*** EXCERPT ***

In [1]:
import torch
from transformers import AutoModelForSpeechSeq2Seq, pipeline, AutoProcessor
from datasets import load_dataset

In [2]:
device = 'cuda:0' if torch.cuda.is_available() else 'cpu'
torch_dtype = torch.float16 if torch.cuda.is_available() else torch.float32

In [3]:
model_id = 'openai/whisper-tiny'

In [4]:
model = AutoModelForSpeechSeq2Seq.from_pretrained(model_id, 
                                                  torch_dtype=torch_dtype, 
                                                  low_cpu_mem_usage = True,
                                                  use_safetensors = True
                                                  )

In [5]:
model.to(device)

WhisperForConditionalGeneration(
  (model): WhisperModel(
    (encoder): WhisperEncoder(
      (conv1): Conv1d(80, 384, kernel_size=(3,), stride=(1,), padding=(1,))

*** RAW DATA ***

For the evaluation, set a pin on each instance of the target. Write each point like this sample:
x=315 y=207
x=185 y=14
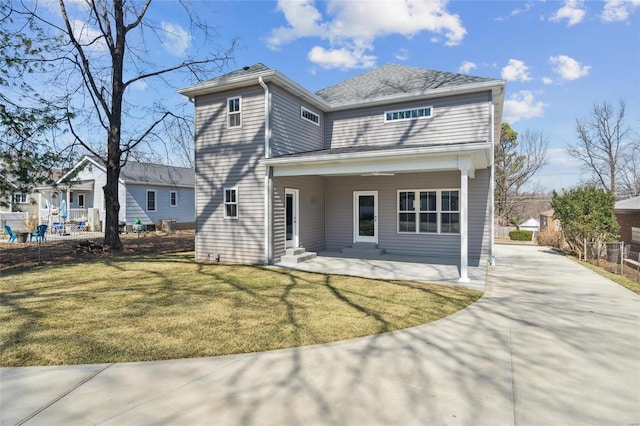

***

● WORK TASK: Continue the Whisper notebook from its last line.

● RESULT:
      (conv2): Conv1d(384, 384, kernel_size=(3,), stride=(2,), padding=(1,))
      (embed_positions): Embedding(1500, 384)
      (layers): ModuleList(
        (0-3): 4 x WhisperEncoderLayer(
          (self_attn): WhisperAttention(
            (k_proj): Linear(in_features=384, out_features=384, bias=False)
            (v_proj): Linear(in_features=384, out_features=384, bias=True)
            (q_proj): Linear(in_features=384, out_features=384, bias=True)
            (out_proj): Linear(in_features=384, out_features=384, bias=True)
          )
          (self_attn_layer_norm): LayerNorm((384,), eps=1e-05, elementwise_affine=True)
          (activation_fn): GELUActivation()
          (fc1): Linear(in_features=384, out_features=1536, bias=True)
          (fc2): Linear(in_features=1536, out_features=384, bias=True)
          (fin

In [6]:
processor = AutoProcessor.from_pretrained(model_id)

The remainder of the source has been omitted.